TASK TO COMPLETE:
Reproduce exactly the lines from the one containing "Every instance of the house" through the last line of the data, both ends included.

DATA LISTING:
····················

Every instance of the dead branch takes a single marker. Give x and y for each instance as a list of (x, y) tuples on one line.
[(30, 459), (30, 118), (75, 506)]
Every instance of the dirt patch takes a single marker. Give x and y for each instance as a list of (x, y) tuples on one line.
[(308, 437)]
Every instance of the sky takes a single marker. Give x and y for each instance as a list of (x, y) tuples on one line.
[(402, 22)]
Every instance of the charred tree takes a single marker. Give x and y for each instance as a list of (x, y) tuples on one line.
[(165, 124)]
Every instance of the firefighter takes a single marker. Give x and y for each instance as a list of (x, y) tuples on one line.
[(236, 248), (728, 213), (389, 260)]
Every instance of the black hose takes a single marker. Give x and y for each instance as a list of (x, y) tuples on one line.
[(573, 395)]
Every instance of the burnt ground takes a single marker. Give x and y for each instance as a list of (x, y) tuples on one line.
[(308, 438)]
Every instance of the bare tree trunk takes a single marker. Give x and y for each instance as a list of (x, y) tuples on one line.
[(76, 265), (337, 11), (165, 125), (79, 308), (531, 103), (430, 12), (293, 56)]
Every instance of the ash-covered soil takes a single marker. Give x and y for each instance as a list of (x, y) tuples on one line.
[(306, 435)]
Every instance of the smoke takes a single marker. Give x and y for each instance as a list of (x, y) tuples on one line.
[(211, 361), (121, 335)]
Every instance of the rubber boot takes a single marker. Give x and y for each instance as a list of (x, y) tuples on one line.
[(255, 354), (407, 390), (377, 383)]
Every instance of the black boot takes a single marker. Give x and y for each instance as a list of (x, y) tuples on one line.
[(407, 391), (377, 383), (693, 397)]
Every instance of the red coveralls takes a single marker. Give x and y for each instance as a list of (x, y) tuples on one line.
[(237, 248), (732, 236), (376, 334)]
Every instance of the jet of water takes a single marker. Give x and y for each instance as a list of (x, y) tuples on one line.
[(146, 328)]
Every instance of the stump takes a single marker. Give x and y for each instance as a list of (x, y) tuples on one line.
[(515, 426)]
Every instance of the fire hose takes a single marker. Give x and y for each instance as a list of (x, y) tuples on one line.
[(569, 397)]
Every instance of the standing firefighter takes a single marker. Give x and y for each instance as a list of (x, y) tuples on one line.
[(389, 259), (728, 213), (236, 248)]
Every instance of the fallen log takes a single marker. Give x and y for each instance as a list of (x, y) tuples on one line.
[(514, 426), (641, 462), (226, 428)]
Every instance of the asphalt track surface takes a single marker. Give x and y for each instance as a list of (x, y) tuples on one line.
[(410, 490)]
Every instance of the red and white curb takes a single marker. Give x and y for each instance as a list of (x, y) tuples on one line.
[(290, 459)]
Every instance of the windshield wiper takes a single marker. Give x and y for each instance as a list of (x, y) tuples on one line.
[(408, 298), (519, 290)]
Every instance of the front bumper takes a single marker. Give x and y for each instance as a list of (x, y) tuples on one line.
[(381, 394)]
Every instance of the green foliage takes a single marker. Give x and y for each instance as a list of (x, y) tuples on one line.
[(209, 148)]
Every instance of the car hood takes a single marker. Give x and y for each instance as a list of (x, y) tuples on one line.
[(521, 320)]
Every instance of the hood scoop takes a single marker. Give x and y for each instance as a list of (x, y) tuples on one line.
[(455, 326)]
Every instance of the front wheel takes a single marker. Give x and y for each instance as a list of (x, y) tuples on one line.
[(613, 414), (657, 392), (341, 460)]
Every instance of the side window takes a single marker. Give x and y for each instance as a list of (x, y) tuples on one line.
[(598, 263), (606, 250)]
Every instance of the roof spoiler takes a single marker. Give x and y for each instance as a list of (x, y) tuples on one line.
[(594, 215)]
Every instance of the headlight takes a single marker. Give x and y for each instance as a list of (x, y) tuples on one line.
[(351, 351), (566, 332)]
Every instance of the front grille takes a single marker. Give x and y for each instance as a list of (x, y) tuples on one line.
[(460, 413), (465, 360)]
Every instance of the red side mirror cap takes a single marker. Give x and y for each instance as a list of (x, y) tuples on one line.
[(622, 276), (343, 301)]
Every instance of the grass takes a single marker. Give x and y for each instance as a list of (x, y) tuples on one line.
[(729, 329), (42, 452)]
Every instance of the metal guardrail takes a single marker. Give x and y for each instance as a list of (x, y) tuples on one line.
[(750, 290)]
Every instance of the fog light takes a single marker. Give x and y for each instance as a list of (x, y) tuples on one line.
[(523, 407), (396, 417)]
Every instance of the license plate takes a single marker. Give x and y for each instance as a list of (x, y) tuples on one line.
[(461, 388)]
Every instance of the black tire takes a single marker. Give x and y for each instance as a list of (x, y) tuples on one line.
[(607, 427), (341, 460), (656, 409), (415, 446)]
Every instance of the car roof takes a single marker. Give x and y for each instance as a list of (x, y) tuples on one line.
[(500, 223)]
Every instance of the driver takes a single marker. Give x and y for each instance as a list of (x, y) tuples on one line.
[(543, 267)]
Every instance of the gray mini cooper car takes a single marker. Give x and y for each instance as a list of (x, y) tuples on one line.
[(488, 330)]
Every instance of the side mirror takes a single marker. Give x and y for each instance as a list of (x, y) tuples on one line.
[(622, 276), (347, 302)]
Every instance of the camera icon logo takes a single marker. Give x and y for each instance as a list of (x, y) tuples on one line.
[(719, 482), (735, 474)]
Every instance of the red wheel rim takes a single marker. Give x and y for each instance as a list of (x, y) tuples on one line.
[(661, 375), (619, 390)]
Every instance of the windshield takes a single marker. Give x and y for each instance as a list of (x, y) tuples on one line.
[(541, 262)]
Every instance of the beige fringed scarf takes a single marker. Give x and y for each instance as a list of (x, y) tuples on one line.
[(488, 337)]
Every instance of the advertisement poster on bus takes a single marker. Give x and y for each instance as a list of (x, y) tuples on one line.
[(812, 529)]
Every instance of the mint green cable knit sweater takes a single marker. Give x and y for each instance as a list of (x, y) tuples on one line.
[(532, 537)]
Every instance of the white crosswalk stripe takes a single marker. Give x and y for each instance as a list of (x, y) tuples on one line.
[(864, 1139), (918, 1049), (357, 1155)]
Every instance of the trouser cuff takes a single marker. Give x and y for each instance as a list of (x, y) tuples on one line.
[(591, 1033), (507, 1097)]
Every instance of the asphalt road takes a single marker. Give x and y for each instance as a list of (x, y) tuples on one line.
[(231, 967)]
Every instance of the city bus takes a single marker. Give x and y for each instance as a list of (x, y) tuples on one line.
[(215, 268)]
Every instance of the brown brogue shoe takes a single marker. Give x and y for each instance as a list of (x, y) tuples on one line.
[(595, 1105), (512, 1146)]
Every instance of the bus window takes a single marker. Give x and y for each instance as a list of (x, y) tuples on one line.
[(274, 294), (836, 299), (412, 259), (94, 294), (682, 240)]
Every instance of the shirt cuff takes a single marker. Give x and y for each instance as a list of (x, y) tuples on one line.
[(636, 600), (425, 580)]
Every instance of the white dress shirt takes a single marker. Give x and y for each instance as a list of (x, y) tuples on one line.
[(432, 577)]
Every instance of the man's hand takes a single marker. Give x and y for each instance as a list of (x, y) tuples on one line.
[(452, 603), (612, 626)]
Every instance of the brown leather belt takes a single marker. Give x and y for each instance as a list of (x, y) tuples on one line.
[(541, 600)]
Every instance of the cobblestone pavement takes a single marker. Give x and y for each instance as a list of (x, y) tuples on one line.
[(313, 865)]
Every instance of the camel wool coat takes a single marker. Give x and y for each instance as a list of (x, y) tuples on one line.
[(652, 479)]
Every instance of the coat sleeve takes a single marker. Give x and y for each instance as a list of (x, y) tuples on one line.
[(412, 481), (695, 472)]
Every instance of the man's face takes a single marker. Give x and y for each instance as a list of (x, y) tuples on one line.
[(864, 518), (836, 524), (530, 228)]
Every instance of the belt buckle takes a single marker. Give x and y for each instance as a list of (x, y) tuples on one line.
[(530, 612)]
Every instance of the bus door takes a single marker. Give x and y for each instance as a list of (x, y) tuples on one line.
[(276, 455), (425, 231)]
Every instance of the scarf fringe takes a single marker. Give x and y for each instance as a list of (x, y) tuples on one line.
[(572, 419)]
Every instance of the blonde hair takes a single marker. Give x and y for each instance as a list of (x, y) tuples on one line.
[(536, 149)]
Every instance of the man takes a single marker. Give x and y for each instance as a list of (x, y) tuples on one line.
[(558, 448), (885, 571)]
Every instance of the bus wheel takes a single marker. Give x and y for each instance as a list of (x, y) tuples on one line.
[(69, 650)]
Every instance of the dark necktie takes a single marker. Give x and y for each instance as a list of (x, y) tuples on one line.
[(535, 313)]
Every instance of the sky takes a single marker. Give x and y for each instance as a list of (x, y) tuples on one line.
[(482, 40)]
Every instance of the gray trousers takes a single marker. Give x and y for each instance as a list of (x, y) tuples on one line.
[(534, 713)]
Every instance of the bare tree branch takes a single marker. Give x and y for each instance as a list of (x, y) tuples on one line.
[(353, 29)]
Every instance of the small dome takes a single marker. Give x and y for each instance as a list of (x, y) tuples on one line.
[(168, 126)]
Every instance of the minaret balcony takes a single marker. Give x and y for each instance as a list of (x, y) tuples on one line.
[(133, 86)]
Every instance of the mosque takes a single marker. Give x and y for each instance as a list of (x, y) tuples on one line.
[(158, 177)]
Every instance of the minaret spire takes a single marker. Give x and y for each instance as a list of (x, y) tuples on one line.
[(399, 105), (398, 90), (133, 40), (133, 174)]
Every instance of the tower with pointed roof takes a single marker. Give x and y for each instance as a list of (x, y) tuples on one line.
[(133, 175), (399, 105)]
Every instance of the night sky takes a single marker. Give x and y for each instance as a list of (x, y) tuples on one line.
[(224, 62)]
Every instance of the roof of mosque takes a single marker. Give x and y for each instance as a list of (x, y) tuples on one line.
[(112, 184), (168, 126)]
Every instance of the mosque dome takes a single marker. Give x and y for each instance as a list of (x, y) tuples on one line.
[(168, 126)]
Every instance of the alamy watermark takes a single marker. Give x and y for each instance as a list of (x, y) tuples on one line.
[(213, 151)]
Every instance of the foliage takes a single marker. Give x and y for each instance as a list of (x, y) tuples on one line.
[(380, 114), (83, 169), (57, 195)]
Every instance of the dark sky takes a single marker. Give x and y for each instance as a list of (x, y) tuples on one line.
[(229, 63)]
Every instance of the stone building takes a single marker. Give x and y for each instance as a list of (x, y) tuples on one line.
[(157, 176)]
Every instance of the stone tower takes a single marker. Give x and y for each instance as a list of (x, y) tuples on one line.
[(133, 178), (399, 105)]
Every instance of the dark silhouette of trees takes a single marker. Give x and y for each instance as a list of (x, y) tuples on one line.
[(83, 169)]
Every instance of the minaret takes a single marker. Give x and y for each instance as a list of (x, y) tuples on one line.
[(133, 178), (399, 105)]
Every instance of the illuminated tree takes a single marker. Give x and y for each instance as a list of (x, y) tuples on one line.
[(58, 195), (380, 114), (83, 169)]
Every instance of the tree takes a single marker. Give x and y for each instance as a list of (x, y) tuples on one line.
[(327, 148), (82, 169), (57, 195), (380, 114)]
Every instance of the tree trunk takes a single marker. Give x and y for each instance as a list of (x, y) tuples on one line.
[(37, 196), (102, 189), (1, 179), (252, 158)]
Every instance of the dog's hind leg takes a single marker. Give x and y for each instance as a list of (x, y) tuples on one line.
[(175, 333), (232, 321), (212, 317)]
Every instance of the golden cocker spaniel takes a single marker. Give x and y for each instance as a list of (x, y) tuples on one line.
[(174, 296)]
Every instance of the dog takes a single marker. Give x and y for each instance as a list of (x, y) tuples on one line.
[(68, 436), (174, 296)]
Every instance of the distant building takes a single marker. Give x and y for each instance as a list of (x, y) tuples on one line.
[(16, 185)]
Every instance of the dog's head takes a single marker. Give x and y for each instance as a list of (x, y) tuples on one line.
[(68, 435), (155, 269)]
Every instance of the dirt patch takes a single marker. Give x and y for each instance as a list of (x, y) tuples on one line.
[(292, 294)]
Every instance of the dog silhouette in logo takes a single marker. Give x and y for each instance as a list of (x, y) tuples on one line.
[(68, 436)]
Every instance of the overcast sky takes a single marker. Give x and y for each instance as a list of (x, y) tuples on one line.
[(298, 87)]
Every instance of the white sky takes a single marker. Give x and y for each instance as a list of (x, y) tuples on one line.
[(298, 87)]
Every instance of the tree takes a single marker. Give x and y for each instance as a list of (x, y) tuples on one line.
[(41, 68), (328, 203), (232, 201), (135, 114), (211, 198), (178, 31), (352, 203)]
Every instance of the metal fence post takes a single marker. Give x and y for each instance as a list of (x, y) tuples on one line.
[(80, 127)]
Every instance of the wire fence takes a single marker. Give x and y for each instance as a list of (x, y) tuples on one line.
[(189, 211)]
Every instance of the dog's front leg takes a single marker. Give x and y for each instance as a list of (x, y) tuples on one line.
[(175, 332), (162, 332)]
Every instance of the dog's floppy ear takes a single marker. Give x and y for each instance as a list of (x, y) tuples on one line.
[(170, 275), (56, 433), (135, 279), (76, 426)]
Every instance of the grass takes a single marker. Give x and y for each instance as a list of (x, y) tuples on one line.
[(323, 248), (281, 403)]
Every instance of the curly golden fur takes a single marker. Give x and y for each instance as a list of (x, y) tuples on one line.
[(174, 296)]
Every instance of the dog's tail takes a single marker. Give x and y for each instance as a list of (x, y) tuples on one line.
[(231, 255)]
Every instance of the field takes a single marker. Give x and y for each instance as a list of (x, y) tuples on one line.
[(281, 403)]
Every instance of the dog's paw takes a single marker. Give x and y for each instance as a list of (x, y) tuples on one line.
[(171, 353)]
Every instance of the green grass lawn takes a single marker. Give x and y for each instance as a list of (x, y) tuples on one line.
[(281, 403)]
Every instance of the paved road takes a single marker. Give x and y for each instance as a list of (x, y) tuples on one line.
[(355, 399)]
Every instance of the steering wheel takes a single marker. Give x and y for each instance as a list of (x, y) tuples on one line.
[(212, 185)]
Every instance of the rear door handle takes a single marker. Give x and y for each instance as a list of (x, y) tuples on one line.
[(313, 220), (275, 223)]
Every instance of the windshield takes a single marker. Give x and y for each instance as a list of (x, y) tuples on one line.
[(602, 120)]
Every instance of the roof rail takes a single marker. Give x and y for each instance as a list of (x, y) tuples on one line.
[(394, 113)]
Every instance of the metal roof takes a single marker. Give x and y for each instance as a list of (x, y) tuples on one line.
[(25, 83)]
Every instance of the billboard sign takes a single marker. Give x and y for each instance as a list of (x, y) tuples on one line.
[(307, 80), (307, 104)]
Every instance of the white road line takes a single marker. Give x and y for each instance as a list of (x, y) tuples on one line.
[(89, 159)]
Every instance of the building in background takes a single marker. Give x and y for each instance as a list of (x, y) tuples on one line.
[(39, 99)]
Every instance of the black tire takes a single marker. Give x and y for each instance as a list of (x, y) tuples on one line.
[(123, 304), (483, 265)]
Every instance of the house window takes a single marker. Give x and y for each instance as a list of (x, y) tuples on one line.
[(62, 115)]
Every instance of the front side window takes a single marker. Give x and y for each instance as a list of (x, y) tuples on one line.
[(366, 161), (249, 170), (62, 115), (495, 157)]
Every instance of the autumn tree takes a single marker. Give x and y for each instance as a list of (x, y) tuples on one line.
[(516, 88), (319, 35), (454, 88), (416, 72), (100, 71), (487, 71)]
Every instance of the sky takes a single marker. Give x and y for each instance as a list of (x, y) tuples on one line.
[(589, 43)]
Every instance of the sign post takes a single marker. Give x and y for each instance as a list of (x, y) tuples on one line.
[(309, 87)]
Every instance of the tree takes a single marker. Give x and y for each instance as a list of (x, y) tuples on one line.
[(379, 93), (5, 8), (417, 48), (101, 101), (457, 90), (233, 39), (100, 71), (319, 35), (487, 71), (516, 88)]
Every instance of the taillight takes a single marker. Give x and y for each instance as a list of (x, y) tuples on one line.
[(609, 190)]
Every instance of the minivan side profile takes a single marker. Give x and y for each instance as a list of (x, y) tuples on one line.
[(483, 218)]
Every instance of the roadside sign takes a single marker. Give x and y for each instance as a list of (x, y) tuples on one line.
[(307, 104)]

····················

PROBLEM SOLUTION:
Every instance of the house window takes a single marker. Give x and y for each instance as a list of (x, y) tuples on one line.
[(62, 115)]
Every instance of the front side window takes a single marker. Give x and y for each instance as a list of (x, y) tuples on one line.
[(366, 161), (249, 170), (62, 115), (495, 157)]
Every instance of the autumn tree takes a single marker. Give x and y for each instance as a list of (x, y) tuples on one line.
[(516, 88), (319, 35), (454, 88), (416, 72), (100, 71), (487, 71)]
Every instance of the sky takes a single marker. Give x and y for each instance as a list of (x, y) tuples on one line.
[(589, 43)]
Every instance of the sign post takes a single marker. Give x and y for each instance as a list of (x, y) tuples on one line.
[(309, 87)]
Every instance of the tree takes a single marker. Give x and y for each instance as a list of (x, y) tuples on one line.
[(379, 93), (5, 8), (417, 48), (101, 101), (457, 90), (233, 39), (100, 71), (319, 35), (487, 71), (516, 88)]
Every instance of the taillight takes a single marker. Give x and y for each instance as a list of (x, y) tuples on one line.
[(609, 190)]
Every instance of the minivan side profile takes a single marker. Give x and y for each instance as a list of (x, y) tuples on one line.
[(483, 218)]
Every instance of the roadside sign takes a single marker. Give x and y for each instance as a list of (x, y) tuples on one line.
[(307, 104)]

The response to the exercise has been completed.